To do | Pull out every line in the items below that contains the word "trouser". Case counts.

____ Data listing

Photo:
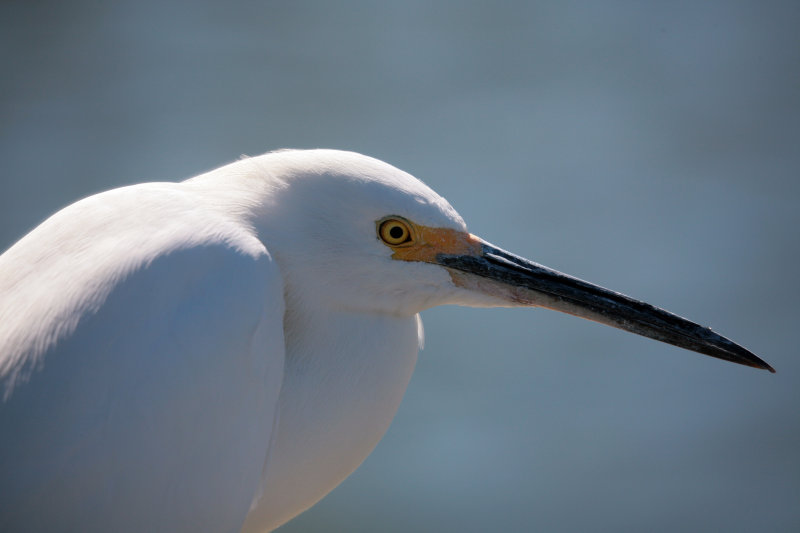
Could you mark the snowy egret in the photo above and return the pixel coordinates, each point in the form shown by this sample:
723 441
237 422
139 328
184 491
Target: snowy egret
218 354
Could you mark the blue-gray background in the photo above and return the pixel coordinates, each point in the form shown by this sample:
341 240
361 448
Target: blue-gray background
653 148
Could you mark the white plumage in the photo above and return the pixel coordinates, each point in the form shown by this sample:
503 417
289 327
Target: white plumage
218 354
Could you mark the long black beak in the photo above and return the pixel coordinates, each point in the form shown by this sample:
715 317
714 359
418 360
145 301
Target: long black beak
532 284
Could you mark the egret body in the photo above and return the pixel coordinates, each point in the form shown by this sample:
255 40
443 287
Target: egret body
218 354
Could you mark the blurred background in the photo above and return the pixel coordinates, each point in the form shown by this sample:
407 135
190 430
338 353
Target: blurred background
650 147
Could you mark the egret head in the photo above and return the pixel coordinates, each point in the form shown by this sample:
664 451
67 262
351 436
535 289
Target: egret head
358 234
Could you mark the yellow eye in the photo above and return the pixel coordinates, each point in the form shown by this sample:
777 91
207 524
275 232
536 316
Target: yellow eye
394 232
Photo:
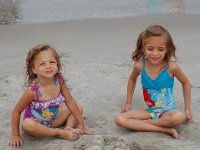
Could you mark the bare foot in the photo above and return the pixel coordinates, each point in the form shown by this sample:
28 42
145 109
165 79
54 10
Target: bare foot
173 133
71 135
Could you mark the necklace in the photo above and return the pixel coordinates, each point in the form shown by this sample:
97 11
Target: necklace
37 81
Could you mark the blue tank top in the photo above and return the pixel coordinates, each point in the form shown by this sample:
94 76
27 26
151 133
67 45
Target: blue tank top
158 92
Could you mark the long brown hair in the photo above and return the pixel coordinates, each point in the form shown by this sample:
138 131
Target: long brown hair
154 30
30 76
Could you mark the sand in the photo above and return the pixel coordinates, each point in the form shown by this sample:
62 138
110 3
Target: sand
97 60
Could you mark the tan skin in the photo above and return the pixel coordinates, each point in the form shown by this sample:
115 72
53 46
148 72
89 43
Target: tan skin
140 119
45 67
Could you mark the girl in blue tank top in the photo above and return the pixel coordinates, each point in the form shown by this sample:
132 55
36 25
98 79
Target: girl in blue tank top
153 61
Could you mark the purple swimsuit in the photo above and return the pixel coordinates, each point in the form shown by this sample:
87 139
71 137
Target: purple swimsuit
43 111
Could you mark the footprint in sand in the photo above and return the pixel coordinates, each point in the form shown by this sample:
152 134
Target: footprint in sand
97 143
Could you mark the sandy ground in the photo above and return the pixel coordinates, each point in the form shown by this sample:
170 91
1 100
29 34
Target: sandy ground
97 64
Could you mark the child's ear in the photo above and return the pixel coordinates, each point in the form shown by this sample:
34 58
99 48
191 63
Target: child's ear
33 69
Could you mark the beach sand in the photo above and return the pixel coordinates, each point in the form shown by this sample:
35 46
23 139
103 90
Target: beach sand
97 60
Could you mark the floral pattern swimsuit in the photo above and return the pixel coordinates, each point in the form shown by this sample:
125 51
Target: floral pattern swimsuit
43 111
158 92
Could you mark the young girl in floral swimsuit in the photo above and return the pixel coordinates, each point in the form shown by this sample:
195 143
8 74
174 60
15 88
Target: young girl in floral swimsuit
47 101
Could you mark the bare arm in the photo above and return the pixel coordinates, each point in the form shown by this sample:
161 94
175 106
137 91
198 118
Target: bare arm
131 85
26 98
177 72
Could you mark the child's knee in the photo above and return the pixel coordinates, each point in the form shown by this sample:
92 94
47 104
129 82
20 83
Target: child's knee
178 118
80 108
28 125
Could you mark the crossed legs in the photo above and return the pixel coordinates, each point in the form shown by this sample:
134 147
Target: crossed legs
140 120
35 128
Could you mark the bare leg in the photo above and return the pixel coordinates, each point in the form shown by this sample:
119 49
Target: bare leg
135 120
71 121
34 128
65 117
170 119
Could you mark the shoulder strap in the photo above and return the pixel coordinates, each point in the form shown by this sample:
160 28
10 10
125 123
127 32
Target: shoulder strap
143 65
35 88
60 79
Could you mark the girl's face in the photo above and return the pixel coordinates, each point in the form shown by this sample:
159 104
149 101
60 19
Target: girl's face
155 49
45 64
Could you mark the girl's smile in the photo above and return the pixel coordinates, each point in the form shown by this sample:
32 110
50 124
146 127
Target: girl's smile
155 49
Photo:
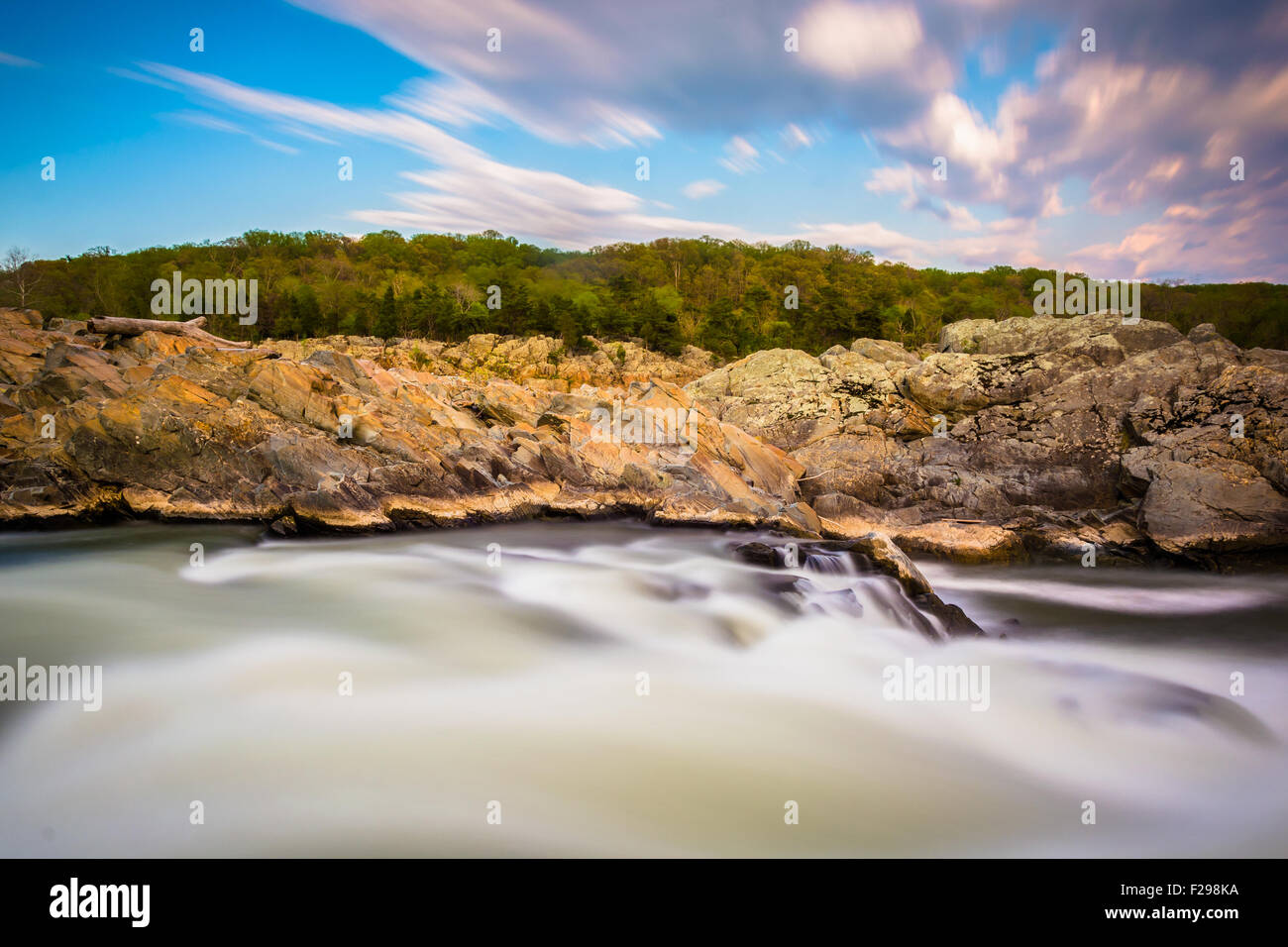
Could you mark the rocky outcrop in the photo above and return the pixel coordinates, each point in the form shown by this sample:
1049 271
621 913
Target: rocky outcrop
168 427
1031 436
1052 433
537 361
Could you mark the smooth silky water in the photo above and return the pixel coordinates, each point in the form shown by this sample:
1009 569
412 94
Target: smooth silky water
518 681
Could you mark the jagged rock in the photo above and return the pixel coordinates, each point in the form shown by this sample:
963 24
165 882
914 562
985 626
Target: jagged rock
1041 420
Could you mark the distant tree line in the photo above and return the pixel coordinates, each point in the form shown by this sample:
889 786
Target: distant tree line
728 296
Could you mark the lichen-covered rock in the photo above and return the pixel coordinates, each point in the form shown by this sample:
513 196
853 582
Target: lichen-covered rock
1031 425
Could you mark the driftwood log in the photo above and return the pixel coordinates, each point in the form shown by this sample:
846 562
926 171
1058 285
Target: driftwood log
112 325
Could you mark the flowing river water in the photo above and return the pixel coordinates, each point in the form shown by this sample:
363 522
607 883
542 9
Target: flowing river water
617 689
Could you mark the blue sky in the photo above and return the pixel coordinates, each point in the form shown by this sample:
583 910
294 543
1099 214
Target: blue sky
1115 161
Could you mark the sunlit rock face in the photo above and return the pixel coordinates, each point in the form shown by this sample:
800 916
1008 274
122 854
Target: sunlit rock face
329 440
1052 433
1018 437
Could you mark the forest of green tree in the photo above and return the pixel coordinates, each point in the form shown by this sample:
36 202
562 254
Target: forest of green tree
721 295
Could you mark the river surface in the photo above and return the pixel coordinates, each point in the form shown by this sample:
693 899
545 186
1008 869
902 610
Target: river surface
616 689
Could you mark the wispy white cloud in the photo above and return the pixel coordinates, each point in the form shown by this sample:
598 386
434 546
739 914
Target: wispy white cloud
739 157
18 62
707 187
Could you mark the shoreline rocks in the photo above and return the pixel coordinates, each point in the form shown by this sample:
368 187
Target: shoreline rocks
1025 438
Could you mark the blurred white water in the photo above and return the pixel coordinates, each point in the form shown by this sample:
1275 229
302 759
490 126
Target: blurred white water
518 684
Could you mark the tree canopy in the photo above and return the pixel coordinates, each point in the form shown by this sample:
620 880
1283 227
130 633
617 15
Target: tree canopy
729 296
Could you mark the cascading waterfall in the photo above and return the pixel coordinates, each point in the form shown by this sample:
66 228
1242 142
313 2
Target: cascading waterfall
623 689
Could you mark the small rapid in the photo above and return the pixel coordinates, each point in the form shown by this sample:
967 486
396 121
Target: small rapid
618 689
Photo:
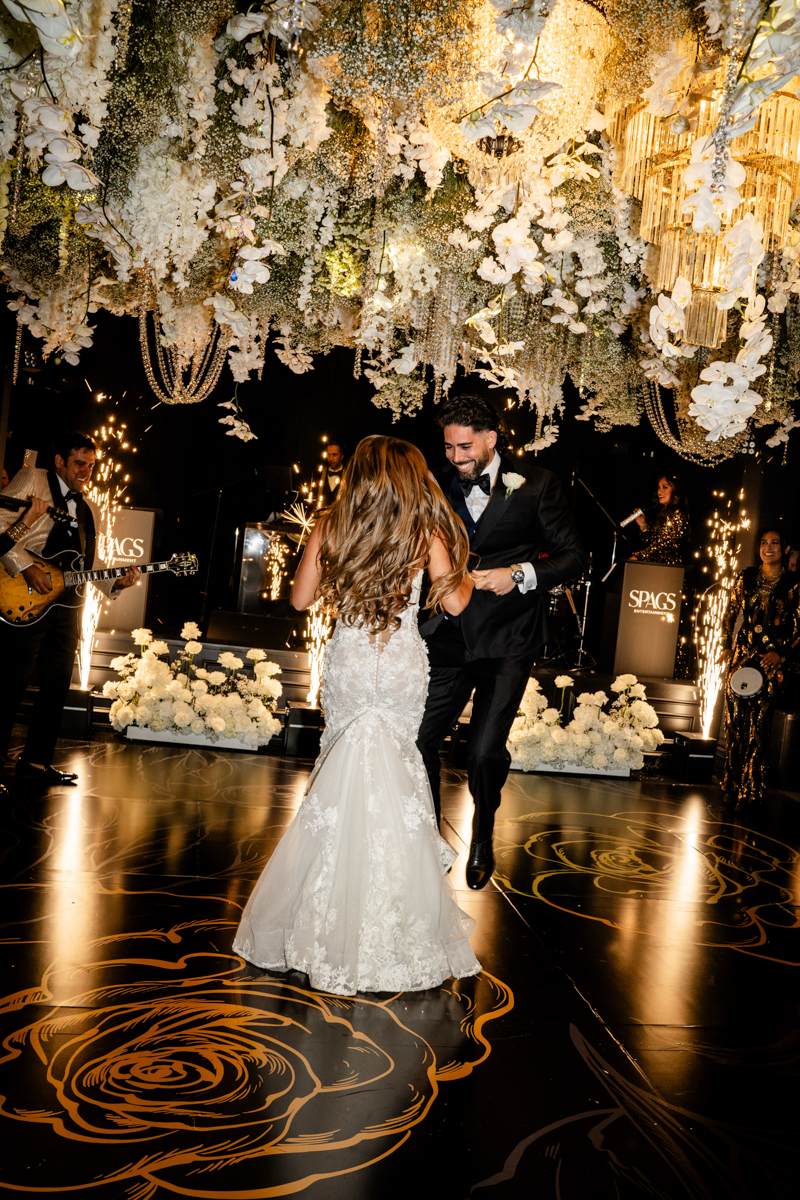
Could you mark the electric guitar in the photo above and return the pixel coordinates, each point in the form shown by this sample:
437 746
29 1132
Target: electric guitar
20 605
16 504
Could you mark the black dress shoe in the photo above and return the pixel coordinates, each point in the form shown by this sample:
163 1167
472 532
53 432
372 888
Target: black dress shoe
480 864
43 777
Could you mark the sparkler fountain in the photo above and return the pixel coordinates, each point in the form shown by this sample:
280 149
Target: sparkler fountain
723 549
107 492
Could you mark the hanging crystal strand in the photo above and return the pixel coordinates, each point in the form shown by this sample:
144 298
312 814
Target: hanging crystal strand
124 13
18 345
374 259
264 335
18 172
584 363
770 378
721 135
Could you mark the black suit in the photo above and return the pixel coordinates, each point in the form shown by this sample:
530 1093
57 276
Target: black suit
49 646
325 490
492 647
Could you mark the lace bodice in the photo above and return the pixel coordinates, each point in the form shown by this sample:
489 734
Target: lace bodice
356 893
365 675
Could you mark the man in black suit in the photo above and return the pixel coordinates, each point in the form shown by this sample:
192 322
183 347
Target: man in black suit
511 521
49 643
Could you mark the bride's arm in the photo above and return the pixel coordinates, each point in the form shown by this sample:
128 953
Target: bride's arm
306 581
439 564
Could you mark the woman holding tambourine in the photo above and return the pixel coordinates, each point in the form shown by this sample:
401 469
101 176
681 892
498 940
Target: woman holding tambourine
768 600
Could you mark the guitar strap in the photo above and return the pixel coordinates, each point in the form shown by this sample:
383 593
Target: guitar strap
86 533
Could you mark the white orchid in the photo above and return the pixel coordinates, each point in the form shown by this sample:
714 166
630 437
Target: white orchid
515 117
477 125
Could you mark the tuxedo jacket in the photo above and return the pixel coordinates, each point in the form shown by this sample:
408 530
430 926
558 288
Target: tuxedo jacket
325 490
36 481
513 528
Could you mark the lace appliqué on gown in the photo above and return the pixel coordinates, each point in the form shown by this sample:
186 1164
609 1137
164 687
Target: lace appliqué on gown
356 893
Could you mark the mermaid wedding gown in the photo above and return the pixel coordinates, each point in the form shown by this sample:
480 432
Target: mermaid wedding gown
356 892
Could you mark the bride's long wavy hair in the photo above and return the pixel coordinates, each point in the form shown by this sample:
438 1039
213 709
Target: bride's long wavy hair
378 532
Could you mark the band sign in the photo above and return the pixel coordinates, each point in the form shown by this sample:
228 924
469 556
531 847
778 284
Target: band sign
651 603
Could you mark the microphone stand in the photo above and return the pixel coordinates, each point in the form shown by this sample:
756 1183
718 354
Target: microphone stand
614 526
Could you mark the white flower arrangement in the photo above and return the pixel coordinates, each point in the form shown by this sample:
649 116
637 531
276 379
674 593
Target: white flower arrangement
511 481
596 737
179 697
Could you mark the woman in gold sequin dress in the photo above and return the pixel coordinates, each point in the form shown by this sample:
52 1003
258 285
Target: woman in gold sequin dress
768 600
666 534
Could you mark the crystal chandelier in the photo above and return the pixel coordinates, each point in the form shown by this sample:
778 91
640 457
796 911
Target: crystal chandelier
653 161
571 52
690 442
186 371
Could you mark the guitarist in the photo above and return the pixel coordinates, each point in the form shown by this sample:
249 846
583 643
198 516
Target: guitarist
50 643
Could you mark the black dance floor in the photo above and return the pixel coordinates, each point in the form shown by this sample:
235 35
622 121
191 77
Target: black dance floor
635 1031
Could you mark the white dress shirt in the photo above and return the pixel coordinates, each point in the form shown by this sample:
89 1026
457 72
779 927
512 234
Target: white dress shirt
70 505
34 481
476 503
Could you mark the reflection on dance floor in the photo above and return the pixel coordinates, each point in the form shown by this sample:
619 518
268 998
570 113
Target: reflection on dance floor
632 1032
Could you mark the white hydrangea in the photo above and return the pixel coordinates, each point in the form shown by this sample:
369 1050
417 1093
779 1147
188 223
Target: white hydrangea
174 696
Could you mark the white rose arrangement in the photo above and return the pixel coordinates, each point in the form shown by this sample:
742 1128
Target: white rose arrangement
596 737
184 697
511 481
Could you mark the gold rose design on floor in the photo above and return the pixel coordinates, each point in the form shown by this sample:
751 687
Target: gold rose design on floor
191 1067
744 885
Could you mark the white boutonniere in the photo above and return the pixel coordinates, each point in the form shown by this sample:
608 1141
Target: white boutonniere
512 481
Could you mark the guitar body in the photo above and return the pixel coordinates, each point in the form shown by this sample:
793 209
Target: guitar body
19 605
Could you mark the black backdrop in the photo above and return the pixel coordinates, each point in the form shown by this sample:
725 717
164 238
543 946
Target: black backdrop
197 477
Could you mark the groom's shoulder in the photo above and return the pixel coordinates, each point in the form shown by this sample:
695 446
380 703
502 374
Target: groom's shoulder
535 478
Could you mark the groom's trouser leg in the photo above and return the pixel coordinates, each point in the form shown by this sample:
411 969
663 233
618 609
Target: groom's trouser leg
449 689
499 687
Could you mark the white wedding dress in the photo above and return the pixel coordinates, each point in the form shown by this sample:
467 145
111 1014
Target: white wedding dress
356 892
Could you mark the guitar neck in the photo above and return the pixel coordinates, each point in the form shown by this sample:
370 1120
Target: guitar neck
74 579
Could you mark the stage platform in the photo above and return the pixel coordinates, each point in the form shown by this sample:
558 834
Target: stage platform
632 1035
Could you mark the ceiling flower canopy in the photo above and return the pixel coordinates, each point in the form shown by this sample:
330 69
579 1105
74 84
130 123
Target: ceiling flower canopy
519 189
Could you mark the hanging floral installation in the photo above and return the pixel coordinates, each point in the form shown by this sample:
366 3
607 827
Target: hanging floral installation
522 189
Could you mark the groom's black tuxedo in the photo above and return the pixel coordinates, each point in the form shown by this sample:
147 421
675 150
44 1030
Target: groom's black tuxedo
513 528
491 648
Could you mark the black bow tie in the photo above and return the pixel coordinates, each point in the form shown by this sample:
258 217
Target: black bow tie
482 481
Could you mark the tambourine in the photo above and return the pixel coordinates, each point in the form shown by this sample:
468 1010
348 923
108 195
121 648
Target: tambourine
747 682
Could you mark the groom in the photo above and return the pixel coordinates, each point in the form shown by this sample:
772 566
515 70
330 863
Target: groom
511 521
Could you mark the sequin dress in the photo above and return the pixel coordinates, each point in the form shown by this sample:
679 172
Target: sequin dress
665 539
356 892
770 621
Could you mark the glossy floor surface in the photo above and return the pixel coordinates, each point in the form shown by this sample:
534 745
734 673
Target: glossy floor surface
635 1031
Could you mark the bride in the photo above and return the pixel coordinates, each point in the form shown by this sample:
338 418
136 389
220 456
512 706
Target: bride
356 893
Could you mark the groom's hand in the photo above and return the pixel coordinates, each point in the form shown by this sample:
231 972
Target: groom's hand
498 581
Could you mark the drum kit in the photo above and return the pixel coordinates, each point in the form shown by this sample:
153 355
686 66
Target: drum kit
747 681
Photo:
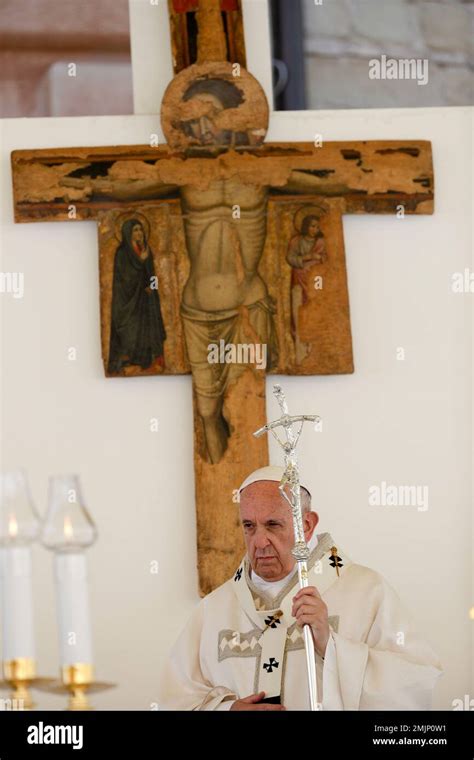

________

Written response |
Could you mark the groom's trouser leg in the photo above and return the pixel coordinates, each point in the form shown by this sample:
Target: groom's trouser leg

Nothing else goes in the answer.